▸ **TÂCHES À RÉALISER**
**A)** Traduisez en anglais cette phrase de l’extrait sur la monétisation des déficits : « Par ailleurs tous les États et monnaies étant logés à la même enseigne, avec les mêmes politiques de relance, les effets sur les monnaies s’annuleront. »
**B)** Prolongez l’extrait sur la monétisation des déficits à partir de sa dernière phrase.

== EXTRAIT

D’aucuns objecteront qu’en l’absence de l’euro, nous ne pourrions pas pour autant faire ces déficits ; remarquons d’abord qu’en soutenant le PIB, cette politique de relance améliorerait ou empêcherait la dégradation des ratios surveillés par Bruxelles, qui compare toujours la dette ou le déficit au PIB. Ce déficit serait financé par la banque de France qui prêterait autant que nécessaire à l’État pour intervenir, et aux banques pour prêter aux entreprises.

Après la crise, la banque de France aurait un avoir sur l’État de l’ordre de quelques centaines milliards d’euros-francs à 0% d’intérêt. Bien évidemment, la même politique pourrait s’appliquer à l’échelon européen si une fois encore le consensus régnait en la matière. Il suffirait à la BCE de soutenir ces déficits pour faire face à la crise: toutes les gesticulations depuis 2008 de type fonds d’intervention, eurobonds et autres, dont on reparle ces jours-ci visent à reproduire – sans le dire pour éviter de faire peur aux Allemands – la monétisation des déficits et le ré-établissement du lien direct entre banques centrales et Trésors publics.

Cela fera-t-il de l’inflation ? Nous ne le croyons pas puisque le premier effet de ce choc exogène qu’est la crise du virus est clairement déflationniste, comme on a pu le constater sur le marché du pétrole. Par ailleurs tous les États et monnaies étant logés à la même enseigne, avec les mêmes politiques de relance, les effets sur les monnaies s’annuleront.

Tout ceci est peut-être la raison pour laquelle les pays qui ont leur propre monnaie – Chine, Japon, Israël, États-Unis, Singapour, Corée du Sud – n’ont pas hésité à agir vigoureusement dès le début pour contenir le coronavirus et pourquoi la France, elle, empêtrée dans les dogmes monétaires rigides de l’euro, se laisse submerger par l’épidémie.

====
== ENTRÉES FOURNIES

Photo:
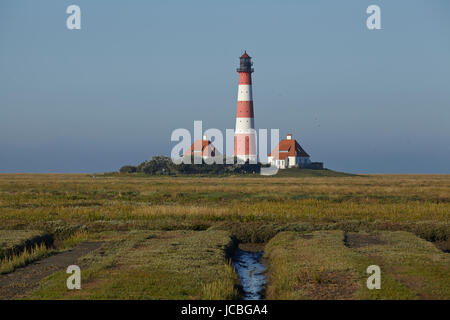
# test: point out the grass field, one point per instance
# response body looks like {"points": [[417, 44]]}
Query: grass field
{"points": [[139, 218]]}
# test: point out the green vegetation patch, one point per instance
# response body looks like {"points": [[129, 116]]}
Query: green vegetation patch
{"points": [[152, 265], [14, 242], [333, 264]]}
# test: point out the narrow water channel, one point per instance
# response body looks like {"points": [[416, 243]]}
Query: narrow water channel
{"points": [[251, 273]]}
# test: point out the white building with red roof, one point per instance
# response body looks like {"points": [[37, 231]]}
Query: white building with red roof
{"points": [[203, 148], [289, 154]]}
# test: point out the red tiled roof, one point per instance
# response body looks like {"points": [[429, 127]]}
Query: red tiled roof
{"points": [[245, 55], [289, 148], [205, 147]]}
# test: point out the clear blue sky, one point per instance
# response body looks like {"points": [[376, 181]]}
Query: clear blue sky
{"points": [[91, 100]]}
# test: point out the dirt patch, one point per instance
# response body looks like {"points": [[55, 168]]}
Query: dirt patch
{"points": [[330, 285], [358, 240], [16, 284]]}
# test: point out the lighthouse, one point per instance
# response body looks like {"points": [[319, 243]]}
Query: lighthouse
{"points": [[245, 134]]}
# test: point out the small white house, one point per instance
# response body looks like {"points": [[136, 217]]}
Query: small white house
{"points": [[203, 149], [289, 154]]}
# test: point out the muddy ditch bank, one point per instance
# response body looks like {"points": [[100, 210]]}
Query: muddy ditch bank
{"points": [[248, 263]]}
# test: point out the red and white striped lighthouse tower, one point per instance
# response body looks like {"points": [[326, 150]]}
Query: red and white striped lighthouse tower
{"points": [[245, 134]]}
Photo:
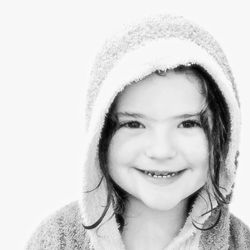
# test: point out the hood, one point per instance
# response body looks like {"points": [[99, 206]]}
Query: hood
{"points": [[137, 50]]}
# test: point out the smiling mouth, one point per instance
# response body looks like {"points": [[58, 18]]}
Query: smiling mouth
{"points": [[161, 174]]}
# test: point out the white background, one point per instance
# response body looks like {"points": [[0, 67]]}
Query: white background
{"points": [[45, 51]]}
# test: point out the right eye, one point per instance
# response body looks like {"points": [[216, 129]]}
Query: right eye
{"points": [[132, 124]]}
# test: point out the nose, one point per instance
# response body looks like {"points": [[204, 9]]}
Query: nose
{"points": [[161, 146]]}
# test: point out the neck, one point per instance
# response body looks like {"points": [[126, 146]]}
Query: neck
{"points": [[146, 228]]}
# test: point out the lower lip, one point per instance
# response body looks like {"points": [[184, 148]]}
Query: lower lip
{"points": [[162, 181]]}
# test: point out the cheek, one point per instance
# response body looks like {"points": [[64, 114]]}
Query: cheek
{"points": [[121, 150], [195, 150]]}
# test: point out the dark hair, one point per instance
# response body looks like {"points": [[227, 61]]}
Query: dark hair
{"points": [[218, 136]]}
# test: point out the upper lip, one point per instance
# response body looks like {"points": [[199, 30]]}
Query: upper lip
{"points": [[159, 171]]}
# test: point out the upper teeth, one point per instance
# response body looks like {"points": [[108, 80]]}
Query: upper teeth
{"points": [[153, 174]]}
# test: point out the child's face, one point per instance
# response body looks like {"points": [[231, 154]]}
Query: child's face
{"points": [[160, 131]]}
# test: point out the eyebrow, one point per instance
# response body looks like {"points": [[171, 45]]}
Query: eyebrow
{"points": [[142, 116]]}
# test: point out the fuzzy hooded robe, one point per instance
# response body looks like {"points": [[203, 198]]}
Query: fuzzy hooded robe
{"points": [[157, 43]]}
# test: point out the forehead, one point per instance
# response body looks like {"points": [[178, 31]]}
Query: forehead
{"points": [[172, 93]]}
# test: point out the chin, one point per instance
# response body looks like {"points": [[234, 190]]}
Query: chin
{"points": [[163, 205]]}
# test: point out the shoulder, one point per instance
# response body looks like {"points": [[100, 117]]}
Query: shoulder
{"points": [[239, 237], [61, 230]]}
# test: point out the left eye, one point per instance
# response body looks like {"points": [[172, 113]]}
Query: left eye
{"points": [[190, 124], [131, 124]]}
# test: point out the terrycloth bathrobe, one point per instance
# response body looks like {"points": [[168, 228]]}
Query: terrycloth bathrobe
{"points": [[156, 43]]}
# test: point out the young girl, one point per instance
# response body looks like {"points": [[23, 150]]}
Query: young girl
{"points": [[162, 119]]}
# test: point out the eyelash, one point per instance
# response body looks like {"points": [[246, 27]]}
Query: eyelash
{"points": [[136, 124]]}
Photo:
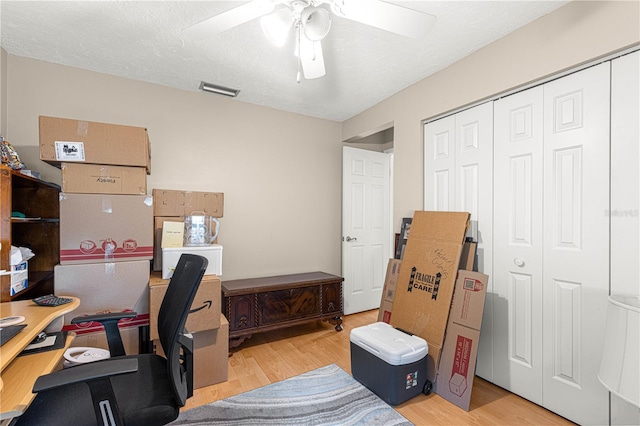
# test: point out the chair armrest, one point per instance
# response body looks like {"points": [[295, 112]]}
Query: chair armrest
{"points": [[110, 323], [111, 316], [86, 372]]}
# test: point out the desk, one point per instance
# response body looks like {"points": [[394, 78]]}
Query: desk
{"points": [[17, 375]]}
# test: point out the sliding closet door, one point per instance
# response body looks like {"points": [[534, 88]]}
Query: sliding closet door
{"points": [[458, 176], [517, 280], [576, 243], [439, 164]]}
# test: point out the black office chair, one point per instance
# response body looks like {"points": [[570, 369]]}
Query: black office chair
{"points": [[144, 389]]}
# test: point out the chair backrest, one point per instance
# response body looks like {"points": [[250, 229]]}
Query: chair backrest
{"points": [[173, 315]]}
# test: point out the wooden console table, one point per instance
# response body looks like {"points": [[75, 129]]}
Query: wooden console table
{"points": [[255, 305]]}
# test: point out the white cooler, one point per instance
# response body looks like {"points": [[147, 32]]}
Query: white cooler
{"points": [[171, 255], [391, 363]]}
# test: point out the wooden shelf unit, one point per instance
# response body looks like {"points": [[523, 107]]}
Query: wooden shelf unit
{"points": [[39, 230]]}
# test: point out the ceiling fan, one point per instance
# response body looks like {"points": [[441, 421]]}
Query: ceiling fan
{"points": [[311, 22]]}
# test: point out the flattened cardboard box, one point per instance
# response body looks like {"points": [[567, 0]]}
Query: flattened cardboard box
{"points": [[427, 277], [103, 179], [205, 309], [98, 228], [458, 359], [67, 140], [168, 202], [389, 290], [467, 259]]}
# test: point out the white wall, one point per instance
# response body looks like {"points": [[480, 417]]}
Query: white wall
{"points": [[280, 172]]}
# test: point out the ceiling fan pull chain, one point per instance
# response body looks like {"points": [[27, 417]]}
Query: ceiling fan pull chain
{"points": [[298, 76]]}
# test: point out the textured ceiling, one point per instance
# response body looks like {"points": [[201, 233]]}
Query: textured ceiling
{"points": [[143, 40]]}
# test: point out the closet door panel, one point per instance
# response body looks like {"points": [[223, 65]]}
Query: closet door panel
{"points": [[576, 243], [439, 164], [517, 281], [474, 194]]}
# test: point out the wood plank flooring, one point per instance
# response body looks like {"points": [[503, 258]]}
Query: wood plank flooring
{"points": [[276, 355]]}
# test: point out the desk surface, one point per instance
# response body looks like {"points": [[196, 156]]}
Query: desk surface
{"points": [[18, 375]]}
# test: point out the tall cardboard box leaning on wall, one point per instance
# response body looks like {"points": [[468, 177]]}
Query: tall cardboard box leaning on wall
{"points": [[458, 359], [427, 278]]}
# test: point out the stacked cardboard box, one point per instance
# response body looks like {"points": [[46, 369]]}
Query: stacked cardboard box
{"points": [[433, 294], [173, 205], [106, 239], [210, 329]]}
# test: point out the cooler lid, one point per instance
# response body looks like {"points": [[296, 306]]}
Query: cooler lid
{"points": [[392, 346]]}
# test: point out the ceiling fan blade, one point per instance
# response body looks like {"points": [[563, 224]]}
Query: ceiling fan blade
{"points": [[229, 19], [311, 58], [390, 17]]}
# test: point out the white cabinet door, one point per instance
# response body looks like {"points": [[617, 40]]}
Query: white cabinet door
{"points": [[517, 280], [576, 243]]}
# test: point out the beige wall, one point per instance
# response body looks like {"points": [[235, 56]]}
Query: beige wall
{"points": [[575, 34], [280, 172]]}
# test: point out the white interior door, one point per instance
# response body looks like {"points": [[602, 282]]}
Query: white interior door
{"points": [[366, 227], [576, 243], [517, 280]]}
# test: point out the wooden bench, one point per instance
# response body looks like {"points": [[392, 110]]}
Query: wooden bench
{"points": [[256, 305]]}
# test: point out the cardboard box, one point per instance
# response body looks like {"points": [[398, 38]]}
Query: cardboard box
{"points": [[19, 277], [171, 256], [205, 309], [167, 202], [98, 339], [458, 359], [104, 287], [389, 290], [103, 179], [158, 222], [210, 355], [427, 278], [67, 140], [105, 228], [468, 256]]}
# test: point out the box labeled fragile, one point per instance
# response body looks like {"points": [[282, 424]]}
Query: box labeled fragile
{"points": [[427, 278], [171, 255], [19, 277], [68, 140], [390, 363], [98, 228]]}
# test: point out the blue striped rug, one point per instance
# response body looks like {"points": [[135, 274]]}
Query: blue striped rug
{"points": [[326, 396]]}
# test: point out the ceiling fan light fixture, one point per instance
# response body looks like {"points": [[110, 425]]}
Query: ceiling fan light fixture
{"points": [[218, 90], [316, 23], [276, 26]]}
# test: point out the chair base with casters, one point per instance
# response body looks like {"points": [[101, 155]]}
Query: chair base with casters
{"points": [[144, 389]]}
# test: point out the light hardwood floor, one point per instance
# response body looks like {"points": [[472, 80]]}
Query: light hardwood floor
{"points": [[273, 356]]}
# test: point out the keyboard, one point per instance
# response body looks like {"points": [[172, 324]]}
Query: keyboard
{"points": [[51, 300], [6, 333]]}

====
== ENTRÉES FOURNIES

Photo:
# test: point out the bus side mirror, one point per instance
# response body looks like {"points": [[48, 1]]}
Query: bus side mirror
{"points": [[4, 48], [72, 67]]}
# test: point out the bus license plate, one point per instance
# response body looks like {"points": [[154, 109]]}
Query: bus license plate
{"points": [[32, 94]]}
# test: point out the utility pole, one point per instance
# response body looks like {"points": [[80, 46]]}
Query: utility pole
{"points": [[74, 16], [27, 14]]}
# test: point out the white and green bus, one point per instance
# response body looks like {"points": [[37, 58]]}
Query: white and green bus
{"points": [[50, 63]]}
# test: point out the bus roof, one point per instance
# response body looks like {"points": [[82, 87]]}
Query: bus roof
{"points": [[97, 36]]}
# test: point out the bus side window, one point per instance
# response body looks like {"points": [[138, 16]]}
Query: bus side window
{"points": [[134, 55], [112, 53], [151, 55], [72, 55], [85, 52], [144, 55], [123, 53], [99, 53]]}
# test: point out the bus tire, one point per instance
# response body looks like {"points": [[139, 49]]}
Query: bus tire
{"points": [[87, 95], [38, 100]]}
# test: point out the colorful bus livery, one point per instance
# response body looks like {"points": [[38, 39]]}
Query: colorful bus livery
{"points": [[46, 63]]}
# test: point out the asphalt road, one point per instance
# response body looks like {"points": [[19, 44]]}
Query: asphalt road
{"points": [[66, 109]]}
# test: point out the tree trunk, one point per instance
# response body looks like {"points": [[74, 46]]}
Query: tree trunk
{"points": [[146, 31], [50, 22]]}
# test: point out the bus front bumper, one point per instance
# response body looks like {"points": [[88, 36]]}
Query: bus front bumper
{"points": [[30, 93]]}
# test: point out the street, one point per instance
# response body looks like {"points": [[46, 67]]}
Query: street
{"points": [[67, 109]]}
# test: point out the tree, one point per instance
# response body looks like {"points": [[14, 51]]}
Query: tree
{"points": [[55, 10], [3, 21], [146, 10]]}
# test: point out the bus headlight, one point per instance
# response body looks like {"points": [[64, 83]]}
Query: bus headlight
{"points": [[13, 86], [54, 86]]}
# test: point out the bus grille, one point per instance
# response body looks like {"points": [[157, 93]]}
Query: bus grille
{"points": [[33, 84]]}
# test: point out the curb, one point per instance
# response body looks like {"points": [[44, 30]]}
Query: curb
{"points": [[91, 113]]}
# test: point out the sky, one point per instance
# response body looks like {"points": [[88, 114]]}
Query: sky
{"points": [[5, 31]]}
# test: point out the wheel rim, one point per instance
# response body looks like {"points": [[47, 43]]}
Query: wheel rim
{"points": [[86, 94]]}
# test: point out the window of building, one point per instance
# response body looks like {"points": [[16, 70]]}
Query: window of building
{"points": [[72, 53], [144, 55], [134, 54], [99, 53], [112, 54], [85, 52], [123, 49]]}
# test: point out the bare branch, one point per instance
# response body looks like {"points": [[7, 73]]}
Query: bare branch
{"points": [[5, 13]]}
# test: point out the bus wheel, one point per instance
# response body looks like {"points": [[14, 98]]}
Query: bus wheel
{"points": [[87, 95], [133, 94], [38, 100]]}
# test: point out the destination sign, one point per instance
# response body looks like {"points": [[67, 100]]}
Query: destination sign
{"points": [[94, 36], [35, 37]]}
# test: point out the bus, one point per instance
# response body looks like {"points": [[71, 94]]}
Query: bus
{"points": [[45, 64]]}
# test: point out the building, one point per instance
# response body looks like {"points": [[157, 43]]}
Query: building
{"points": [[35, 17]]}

====

▸ **RÉPONSES ATTENDUES**
**A)** Moreover, since all states and currencies are in the same boat, with the same stimulus policies, the effects on currencies will cancel each other out.

**B)**
Si on reprend la situation française à fin janvier, on eut pu intimer l’ordre à Air France de cesser tout vol entre la Chine et la France: l’État aurait dû financer par du déficit le manque à gagner pour la compagnie et éviter ainsi sa faillite éventuelle suite à la fermeture d’une partie des échanges aériens. Le gouvernement n’a sans doute pas voulu prendre cette mesure parce qu’elle était contraire aux engagements européens. La France aurait alors, si ce n’est évité du moins retardé l’épidémie à un coût très faible. Or, gagner du temps est essentiel. Le mieux que nous pouvons faire est de ralentir le plus possible la propagation de l’épidémie pour éviter la saturation du système de santé et donner le plus de temps possible à l’élaboration de traitements et d’un vaccin.

Le cas de l’Italie est intéressant. Elle a laissé l’épidémie prendre pied sur son territoire sans prendre de mesures particulières de sauvegarde et est devenue maintenant l’un des pays au monde le plus contaminé et avec le nombre de décès le plus élevé. Elle prend maintenant des mesures très fortes avec le confinement généralisé à l’échelle du pays depuis peu, alors qu’elle est dans l’euro. La question des contraintes financières, si elle a pu peser dans le choix initial de ne pas réagir semble être passée maintenant au deuxième plan face à l’urgence sanitaire. Nous devons maintenant nous attendre à la situation suivante pour ce pays: les déficits italiens vont augmenter de manière importante et l’Europe sera compréhensive, mais alors l’Italie se retrouvera avec une dette accrue en euro et pourra être mise en difficulté plus tard éventuellement sur les marchés financiers avec une hausse des taux d’intérêt, comme lors de la crise de 2011 (même si le premier effet de la crise est un achat massif d’obligations souveraines, ce qui protège l’État italien). Autre solution pour l’Italie: en l’absence d’aggiornamento monétaire européen, quitter l’Euro.

L’autre possibilité, si les dirigeants Allemands, Français, Italiens et autres veulent sauver l’euro est de demander et autoriser la BCE à mettre en place un mécanisme de prêts illimités et à taux zéro aux différents pays confrontés au coronavirus afin qu’ils mettent en place les politiques de soutien économique pour éviter un effondrement économique similaire peut être à celui 1929 et qui aurait aussi pu se produire en 2008, et de permettre d’agir sans hésiter et promptement face à la propagation du virus en mettant en place rapidement les mesures de sauvegarde, de confinement et de restriction à la circulation et aux échanges. Sinon, si la crise s’aggrave et que rien n’est entrepris au niveau européen, ces pays pourraient être contraints à le faire indépendamment avec leur propre monnaie retrouvée et dans l’urgence.

À la croisée des chemins, nous devrons faire un choix clair : l’idéologie rigoriste associée à la gestion de l’euro, la volonté de vivre des Européens, ou la crise sanitaire ?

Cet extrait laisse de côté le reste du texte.